Requirements: Beginning with the line containing "the arched window" and ending with the last line, repeat the records exactly.

Dataset excerpt:
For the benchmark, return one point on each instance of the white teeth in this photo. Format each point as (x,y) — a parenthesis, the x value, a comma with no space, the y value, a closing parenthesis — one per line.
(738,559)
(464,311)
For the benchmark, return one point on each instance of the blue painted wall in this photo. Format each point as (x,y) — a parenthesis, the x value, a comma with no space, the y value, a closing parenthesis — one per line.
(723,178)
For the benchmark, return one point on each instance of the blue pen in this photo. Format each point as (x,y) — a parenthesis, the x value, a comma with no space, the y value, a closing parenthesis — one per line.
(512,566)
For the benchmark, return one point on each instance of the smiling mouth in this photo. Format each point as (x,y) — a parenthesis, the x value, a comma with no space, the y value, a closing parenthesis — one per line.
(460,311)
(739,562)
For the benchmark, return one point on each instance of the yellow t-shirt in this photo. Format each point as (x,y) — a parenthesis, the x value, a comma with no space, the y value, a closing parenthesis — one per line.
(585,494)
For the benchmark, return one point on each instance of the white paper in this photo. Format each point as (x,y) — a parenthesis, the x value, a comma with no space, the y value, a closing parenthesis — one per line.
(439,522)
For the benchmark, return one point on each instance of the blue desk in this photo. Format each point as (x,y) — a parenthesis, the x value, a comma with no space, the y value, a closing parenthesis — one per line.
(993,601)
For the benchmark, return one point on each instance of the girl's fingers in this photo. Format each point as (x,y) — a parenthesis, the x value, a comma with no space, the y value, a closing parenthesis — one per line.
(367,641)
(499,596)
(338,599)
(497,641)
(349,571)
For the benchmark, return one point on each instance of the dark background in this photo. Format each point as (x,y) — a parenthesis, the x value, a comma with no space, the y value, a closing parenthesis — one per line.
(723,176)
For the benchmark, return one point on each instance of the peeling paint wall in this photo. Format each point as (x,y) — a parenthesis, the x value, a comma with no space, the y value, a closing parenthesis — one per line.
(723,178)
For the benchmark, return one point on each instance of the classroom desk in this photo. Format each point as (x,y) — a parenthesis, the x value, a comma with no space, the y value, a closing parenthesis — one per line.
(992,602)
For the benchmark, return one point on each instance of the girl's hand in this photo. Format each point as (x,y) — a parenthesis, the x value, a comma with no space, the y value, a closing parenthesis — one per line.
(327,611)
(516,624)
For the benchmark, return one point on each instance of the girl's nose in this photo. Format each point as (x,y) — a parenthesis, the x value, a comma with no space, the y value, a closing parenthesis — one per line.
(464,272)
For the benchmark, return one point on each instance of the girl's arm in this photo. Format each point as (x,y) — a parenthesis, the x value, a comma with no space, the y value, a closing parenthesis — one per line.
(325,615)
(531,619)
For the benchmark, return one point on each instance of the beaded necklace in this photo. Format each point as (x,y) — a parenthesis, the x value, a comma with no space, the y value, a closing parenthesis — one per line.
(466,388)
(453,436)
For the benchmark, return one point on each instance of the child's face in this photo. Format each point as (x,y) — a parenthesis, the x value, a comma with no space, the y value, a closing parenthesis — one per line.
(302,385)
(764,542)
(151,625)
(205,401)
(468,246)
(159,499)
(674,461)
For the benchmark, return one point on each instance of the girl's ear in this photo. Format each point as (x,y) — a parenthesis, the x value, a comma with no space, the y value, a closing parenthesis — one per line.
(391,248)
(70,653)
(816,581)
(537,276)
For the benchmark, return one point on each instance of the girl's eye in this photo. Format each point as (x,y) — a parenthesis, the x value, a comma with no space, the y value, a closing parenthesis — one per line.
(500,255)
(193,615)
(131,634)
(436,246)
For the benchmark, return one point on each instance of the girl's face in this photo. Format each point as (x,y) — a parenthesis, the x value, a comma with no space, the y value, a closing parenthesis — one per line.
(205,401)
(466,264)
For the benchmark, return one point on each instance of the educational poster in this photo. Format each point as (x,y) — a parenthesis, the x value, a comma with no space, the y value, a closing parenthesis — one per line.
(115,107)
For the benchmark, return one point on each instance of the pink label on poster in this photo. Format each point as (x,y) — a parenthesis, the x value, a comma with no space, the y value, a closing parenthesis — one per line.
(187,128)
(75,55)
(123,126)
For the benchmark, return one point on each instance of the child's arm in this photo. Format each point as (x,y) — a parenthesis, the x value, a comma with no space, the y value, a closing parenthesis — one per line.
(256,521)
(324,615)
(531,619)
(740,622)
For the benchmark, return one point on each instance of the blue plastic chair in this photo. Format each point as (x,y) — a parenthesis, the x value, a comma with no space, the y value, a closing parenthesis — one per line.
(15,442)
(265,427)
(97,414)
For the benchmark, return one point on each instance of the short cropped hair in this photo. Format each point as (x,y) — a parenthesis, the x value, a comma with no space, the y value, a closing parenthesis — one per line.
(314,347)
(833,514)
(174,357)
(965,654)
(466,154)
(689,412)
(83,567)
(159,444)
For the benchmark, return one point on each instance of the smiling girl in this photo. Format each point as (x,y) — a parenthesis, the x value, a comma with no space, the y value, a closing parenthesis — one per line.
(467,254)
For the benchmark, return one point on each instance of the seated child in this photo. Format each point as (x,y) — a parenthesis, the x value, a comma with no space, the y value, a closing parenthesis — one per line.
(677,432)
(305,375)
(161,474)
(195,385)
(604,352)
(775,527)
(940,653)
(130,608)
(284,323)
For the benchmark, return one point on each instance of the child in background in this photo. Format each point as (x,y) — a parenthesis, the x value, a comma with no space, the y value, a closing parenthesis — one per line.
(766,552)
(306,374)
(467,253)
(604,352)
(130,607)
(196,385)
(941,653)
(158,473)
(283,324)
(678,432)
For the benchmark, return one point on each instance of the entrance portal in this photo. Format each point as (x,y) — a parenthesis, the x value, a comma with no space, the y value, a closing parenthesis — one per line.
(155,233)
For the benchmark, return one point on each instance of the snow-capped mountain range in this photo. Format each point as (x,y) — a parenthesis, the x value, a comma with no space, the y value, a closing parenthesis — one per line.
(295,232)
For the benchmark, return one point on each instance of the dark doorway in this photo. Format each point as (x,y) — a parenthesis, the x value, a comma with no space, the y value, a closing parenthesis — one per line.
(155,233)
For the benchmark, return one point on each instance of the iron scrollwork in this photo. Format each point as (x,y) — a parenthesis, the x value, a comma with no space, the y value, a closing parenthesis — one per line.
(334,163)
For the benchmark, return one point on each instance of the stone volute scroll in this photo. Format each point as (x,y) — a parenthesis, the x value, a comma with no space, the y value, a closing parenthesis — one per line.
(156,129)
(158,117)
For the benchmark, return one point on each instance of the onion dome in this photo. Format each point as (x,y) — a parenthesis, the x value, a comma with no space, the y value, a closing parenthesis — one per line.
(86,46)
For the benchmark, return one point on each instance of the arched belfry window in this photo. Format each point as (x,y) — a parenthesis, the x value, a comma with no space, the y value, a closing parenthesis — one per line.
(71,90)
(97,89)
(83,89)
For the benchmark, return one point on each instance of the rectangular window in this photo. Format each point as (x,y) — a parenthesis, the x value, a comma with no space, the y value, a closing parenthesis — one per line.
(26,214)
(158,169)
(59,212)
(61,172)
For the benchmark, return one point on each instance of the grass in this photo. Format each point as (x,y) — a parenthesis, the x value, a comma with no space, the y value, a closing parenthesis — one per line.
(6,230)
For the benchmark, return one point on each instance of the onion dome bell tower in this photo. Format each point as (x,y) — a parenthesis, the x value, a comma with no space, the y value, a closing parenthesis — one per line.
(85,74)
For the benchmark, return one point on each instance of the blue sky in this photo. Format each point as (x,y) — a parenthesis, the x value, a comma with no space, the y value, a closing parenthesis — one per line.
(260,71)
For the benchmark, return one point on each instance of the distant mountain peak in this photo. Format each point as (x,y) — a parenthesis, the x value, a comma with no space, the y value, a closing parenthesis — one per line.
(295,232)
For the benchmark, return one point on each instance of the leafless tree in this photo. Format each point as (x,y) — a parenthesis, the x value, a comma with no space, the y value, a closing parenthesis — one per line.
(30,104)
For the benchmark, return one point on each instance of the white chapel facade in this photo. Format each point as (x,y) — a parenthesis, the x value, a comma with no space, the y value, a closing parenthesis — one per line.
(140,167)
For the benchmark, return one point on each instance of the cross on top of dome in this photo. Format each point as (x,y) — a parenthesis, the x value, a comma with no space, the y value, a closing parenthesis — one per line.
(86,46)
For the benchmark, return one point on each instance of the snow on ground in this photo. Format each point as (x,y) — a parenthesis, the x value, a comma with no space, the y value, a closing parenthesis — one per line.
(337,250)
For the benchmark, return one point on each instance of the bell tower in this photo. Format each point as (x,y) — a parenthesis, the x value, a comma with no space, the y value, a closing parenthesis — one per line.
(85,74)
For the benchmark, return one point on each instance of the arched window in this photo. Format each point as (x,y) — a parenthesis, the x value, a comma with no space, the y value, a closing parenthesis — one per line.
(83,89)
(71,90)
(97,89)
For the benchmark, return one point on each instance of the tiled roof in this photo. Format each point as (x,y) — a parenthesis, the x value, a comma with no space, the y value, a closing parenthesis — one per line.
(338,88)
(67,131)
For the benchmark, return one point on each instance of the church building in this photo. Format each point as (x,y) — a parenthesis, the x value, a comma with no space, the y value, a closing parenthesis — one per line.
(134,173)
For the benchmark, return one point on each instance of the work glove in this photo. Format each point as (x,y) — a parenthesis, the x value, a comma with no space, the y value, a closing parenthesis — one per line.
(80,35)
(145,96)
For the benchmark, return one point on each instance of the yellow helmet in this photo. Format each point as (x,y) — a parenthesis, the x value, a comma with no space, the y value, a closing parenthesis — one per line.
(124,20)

Completed exercise:
For the benchmark, return one point on each instance of the arched window in this photo. Format each point as (x,y) — a parenthesis, the x value, a comma with no space, the y value, a closing parenthesis — one per line.
(83,89)
(71,90)
(97,89)
For the benchmark, return one point on each instance of the tiled roof in this photo. Format each point as (x,y) — a parenthesis, the x value, a comma with no space, the y value, a closing parenthesis — one per line.
(338,88)
(67,131)
For the benchmark, return one point on each instance of the church building in this photo. Format each point as (x,y) — a parenthesis, the x value, a comma with no space, the y value, a closing parenthesis — one per line.
(134,173)
For the benchmark, return one point on each instance of the work glove in this photo. Format each point as (x,y) — a parenthesis, the x value, a comma with no space, the y value, a closing parenthesis — one per line.
(80,35)
(145,96)
For the benchmark, return one point on each instance of the yellow helmet in this photo. Format each point as (x,y) — a parenthesis, the x value, a comma with no space, the y value, a closing parenthesis — one per line.
(124,20)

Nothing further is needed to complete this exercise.